> _Selected text_

# How do you differentiate f(x)=sec^4(e^(x^3) )  using the chain rule?

Jan 28, 2016

$f ' \left(x\right) = 12 {x}^{2} {e}^{{x}^{3}} {\sec}^{4} \left({e}^{{x}^{3}}\right) \tan \left({e}^{{x}^{3}}\right)$

#### Explanation:

The first issue is the fourth power. We can deal with it through the application of the chain rule $\frac{d}{\mathrm{dx}} \left({u}^{4}\right) = 4 {u}^{3} \cdot u '$, where $u = \sec \left({e}^{{x}^{3}}\right)$, yielding

$f ' \left(x\right) = 4 {\sec}^{3} \left({e}^{{x}^{3}}\right) \cdot \frac{d}{\mathrm{dx}} \left(\sec \left({e}^{{x}^{3}}\right)\right)$

To differentiate the secant function, use the rule: $\frac{d}{\mathrm{dx}} \left(\sec \left(u\right)\right) = \sec \left(u\right) \tan \left(u\right) \cdot u '$, where now $u = {e}^{{x}^{3}}$. This gives

$f ' \left(x\right) = 4 {\sec}^{3} \left({e}^{{x}^{3}}\right) \sec \left({e}^{{x}^{3}}\right) \tan \left({e}^{{x}^{3}}\right) \cdot \frac{d}{\mathrm{dx}} \left({e}^{{x}^{3}}\right)$

Which simplifies to be

$f ' \left(x\right) = 4 {\sec}^{4} \left({e}^{{x}^{3}}\right) \tan \left({e}^{{x}^{3}}\right) \cdot \frac{d}{\mathrm{dx}} \left({e}^{{x}^{3}}\right)$

All that remains is the differentiation of ${e}^{{x}^{3}}$, to which the chain rule will again be applied: $\frac{d}{\mathrm{dx}} \left({e}^{u}\right) = {e}^{u} \cdot u '$. Now, $u = {x}^{3}$, so

$f ' \left(x\right) = 4 {\sec}^{4} \left({e}^{{x}^{3}}\right) \tan \left({e}^{{x}^{3}}\right) \cdot {e}^{{x}^{3}} \frac{d}{\mathrm{dx}} \left({x}^{3}\right)$

Since $\frac{d}{\mathrm{dx}} \left({x}^{3}\right) = 3 {x}^{2}$,

$f ' \left(x\right) = 12 {x}^{2} {e}^{{x}^{3}} {\sec}^{4} \left({e}^{{x}^{3}}\right) \tan \left({e}^{{x}^{3}}\right)$

> _Aim A_
Pick out every line of the records that contains the string "forest", treating uppercase and lowercase as distinct.

> _Records for processing_
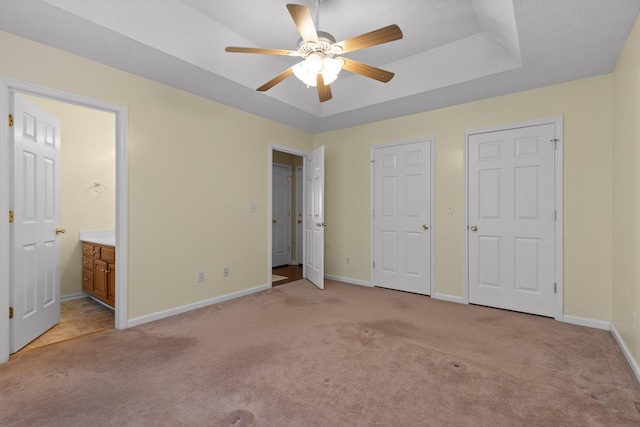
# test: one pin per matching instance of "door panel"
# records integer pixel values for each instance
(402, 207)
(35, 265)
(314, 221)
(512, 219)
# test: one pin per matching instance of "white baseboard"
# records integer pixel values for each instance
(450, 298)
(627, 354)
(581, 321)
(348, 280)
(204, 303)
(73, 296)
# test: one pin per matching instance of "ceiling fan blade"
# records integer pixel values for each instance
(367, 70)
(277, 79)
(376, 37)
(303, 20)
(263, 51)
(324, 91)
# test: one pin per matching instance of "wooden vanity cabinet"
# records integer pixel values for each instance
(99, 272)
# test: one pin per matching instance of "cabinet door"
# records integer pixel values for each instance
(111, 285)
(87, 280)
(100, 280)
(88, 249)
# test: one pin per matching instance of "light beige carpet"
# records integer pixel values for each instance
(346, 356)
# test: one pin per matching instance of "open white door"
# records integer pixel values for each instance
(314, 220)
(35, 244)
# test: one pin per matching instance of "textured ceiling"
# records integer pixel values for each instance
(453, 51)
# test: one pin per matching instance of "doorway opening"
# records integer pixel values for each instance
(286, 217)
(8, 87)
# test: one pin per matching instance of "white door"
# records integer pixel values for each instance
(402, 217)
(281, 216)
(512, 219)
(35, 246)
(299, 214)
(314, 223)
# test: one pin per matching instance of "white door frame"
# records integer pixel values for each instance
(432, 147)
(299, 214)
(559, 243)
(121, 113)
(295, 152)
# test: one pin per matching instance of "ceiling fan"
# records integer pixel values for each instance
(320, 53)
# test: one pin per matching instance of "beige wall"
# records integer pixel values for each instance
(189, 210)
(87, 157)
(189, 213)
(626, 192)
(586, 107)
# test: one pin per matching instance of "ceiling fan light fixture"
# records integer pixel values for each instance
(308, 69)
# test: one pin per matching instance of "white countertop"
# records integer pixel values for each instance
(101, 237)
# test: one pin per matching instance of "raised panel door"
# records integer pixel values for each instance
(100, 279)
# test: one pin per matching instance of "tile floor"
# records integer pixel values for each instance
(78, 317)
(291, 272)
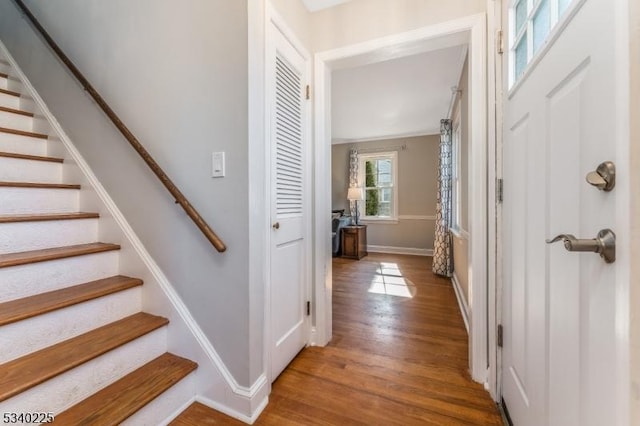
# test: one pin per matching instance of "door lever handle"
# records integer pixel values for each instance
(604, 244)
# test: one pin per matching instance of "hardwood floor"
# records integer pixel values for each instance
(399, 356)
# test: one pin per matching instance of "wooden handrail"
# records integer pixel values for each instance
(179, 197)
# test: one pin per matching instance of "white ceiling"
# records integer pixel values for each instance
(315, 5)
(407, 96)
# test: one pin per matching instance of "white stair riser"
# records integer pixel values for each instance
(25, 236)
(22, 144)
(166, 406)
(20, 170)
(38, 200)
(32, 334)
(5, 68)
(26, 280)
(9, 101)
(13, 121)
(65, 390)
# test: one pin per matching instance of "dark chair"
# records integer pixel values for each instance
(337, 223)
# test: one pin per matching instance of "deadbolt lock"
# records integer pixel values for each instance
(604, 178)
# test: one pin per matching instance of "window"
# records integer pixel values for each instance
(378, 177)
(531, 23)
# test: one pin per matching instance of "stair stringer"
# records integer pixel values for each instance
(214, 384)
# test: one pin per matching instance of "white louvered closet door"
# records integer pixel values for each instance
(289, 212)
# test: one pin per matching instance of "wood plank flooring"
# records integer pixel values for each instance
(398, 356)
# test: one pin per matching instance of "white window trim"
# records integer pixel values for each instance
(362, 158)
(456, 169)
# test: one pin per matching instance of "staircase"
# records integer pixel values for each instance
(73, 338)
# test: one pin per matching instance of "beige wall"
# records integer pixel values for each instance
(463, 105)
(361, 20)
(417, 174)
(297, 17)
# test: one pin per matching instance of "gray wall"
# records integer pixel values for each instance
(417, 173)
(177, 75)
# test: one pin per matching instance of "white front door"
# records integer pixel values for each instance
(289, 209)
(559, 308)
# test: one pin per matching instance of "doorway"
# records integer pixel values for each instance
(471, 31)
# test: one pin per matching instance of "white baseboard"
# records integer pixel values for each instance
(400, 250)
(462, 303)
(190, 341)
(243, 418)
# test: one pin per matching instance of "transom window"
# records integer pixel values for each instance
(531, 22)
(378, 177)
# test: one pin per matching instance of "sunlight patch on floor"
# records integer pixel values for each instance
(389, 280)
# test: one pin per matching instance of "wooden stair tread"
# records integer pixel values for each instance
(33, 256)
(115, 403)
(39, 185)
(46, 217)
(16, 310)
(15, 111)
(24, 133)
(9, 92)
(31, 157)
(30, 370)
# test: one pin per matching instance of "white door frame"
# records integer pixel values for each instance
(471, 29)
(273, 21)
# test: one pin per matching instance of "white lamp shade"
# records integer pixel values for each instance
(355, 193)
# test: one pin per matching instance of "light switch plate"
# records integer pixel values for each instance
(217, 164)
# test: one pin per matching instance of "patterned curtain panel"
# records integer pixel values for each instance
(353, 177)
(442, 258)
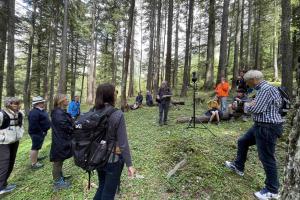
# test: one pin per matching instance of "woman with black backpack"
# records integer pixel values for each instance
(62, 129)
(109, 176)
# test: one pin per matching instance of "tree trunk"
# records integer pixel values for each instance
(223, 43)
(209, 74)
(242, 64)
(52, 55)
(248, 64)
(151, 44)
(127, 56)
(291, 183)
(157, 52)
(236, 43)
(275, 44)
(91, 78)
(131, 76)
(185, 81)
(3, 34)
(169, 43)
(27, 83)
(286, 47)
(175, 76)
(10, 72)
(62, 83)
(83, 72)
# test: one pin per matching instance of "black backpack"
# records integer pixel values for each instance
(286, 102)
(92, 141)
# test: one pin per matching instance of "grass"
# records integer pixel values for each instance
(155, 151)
==
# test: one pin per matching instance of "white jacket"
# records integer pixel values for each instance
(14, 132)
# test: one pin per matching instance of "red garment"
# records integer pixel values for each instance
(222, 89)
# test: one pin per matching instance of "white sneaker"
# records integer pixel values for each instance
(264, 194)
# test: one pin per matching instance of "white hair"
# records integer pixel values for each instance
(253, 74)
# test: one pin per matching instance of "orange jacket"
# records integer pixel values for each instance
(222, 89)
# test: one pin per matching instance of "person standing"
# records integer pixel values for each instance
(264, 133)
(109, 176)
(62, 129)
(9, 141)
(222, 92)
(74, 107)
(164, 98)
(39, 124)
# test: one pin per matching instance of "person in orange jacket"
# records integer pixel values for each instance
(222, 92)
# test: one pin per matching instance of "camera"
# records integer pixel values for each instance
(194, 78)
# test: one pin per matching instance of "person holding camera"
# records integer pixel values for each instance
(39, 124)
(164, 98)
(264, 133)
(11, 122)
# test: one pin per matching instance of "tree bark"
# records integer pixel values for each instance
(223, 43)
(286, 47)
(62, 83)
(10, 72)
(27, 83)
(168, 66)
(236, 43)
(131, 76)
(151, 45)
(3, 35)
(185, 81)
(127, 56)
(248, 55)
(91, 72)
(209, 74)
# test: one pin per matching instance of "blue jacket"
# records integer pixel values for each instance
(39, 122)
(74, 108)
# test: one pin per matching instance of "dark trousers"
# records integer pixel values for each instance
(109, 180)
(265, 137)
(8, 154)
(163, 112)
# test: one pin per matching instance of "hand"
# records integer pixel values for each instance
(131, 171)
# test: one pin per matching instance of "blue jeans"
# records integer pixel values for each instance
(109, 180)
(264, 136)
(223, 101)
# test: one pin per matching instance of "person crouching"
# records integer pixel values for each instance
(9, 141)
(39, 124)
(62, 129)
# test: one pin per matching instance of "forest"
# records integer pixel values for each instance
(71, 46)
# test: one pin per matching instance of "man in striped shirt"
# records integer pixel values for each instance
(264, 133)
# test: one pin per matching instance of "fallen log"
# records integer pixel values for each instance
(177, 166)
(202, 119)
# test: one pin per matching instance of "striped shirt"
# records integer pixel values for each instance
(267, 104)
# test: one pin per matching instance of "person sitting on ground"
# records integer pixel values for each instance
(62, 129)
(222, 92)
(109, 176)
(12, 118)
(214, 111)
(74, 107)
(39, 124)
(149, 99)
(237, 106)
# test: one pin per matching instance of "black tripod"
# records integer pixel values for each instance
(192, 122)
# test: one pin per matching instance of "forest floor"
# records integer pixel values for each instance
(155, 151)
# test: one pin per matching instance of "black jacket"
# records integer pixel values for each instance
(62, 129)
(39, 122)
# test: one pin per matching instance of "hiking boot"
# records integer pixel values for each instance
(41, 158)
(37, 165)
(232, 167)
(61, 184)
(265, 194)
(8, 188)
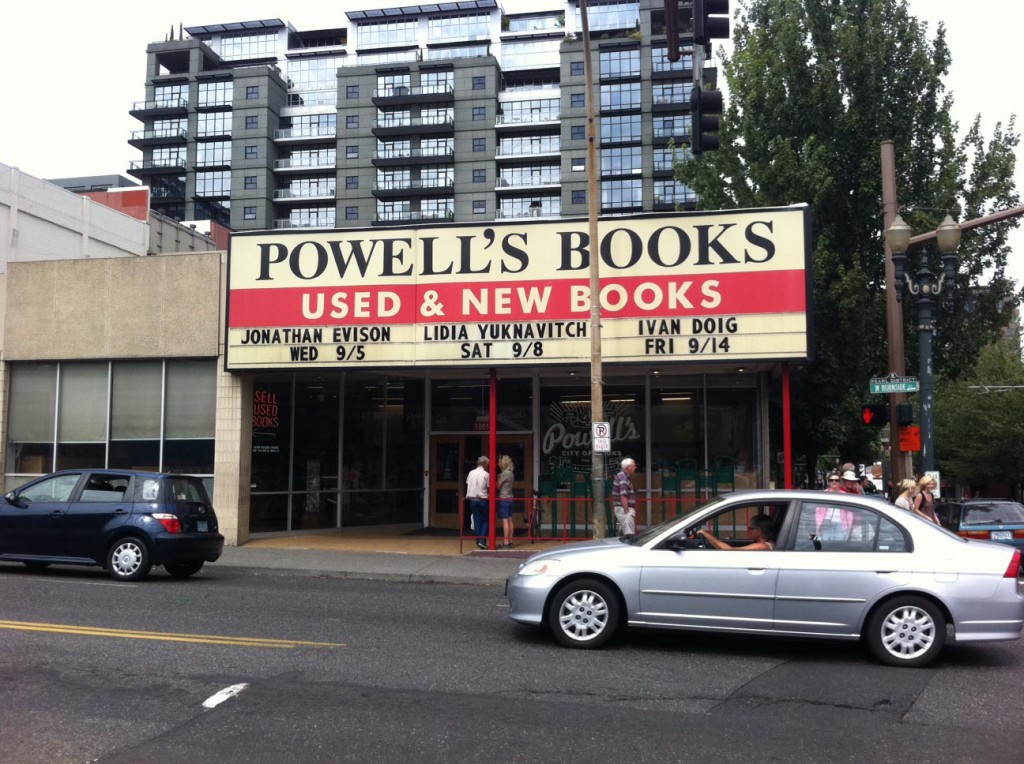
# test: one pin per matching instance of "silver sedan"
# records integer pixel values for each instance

> _Aim B_
In the chain-rule explanation, what substitution for u is used when differentiating the secant function?

> _Written reply A_
# test: one pin per matching instance of "forest"
# test: one pin per matching instance of "forest floor"

> _Written reply B_
u = e^(x^3)